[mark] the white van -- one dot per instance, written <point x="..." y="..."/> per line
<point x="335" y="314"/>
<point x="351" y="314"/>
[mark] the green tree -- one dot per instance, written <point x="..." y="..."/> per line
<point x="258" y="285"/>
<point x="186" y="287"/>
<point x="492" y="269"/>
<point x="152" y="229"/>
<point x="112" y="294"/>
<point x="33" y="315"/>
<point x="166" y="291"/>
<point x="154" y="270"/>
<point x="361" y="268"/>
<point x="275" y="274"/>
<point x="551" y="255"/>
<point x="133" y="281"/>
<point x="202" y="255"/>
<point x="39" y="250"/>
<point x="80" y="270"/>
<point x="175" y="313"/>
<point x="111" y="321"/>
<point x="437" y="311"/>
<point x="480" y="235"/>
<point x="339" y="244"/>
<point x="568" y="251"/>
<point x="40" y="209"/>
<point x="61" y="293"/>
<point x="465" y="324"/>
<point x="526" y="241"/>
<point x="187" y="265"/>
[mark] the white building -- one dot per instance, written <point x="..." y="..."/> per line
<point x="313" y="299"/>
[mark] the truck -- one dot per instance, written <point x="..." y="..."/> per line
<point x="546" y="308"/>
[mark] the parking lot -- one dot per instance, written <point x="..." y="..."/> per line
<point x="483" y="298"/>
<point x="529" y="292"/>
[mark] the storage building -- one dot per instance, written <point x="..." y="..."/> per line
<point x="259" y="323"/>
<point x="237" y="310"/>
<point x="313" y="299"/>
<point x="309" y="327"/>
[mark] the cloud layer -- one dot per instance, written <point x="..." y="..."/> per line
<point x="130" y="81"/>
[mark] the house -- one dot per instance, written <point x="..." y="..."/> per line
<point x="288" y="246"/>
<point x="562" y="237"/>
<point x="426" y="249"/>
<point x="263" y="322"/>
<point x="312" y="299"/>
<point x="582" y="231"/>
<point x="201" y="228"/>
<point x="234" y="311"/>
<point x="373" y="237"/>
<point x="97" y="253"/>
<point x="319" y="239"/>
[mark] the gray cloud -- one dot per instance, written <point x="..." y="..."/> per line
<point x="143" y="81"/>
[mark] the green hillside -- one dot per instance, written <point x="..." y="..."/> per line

:::

AIM OF THE TASK
Everything from the line containing "[mark] the white building" to the end of the data above should be quoted exactly, please, both ends included, and nothing outside that span.

WRITTEN RESPONSE
[mark] the white building -- one dot per instance, written <point x="..." y="..."/> per line
<point x="313" y="299"/>
[mark] the truck -- one dot per instance, written <point x="..." y="..."/> per line
<point x="546" y="308"/>
[mark] the parking lot -- one dot per instance, written <point x="..." y="..."/> per line
<point x="483" y="298"/>
<point x="529" y="292"/>
[mark] the storage building -- one dot per instance, written <point x="..." y="..."/> per line
<point x="259" y="323"/>
<point x="237" y="310"/>
<point x="313" y="299"/>
<point x="309" y="327"/>
[mark] the cloud layer -- one dot per instance, written <point x="..." y="..."/> per line
<point x="130" y="81"/>
[mark] the house -- one dot per instance, written <point x="..." y="..."/> per line
<point x="288" y="246"/>
<point x="562" y="237"/>
<point x="426" y="249"/>
<point x="263" y="322"/>
<point x="312" y="299"/>
<point x="582" y="231"/>
<point x="201" y="228"/>
<point x="234" y="311"/>
<point x="373" y="237"/>
<point x="97" y="253"/>
<point x="319" y="239"/>
[mark] the gray cloud -- one dot per instance, written <point x="..." y="..."/> per line
<point x="143" y="81"/>
[mark] the green hillside -- one dot per instance, written <point x="..." y="..."/> per line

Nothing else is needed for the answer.